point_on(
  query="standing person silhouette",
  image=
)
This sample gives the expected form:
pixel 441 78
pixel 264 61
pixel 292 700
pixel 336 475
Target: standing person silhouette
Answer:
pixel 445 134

::::

* WHAT IS BEING ASKED: Rewrite the material above, switching every "silhouette" to "outline" and leaving everything else as it is.

* CORRECT RESULT:
point_on(
  query="standing person outline",
  image=
)
This sample gives the expected form:
pixel 441 78
pixel 264 61
pixel 292 700
pixel 336 475
Target: standing person outline
Answer:
pixel 445 134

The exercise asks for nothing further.